→ **本文**
だが、国民生活に大きな影響を与える制度だけに十分な吟味が欠かせない。とくに金融などコンピューターシステムの変更は大きな課題である。果たして五輪までの2年という限られた時間で万全の準備ができるのか
と疑問を呈し、
始業時間を早めても終業時間が今と変わらなければ、労働時間が長くなる恐れもある。国民の理解と混乱の回避を導入の条件としなければならない
と主張しています。
また、サマータイムの利点とされる省エネや温暖化防止効果についても、
緯度の関係から日本は欧米よりも夏季の日照時間が短い。大きな省エネ効果は見込めないのではないか
と指摘。五輪の暑さ対策という観点についても、
サマータイムよりも競技自体の開始時間を前倒しする対策などとの比較も欠かせない
と注文をつけています。
サマータイムは過去に何度も浮上しては消えていった。五輪に向けて導入しても混乱が生じては元も子もない。拙速は厳に慎むべきである
として、サマータイム導入には慎重なスタンスです。
オピニオンリーダーの声
ツイッター上でも、サマータイム導入に対しては与野党問わず反対意見が圧倒的です。

→ **作業内容**
本文のうち「だが、国民生活に大きな影響を与える」で始まる段落を、主要な事実を残して箇条書きにまとめてください。 資料は本文の内容とは関係ありません。

→ **提供データ**
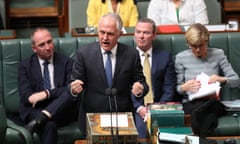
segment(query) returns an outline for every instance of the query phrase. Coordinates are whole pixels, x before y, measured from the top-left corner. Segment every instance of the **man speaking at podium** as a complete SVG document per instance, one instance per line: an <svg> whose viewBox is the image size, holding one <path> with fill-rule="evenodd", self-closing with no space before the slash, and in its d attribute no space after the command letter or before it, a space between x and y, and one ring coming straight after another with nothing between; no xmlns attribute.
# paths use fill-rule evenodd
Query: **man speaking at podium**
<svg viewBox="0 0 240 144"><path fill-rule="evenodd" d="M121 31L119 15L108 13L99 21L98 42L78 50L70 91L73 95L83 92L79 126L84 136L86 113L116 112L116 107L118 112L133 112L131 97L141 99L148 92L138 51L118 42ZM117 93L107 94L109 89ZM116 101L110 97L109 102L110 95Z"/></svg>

→ **作業結果**
- 国民生活に大きな影響を与える制度のため、十分な吟味が欠かせない。
- とくに金融などのコンピューターシステムの変更が大きな課題である。
- 五輪までの2年という限られた時間で万全の準備ができるかは疑わしい。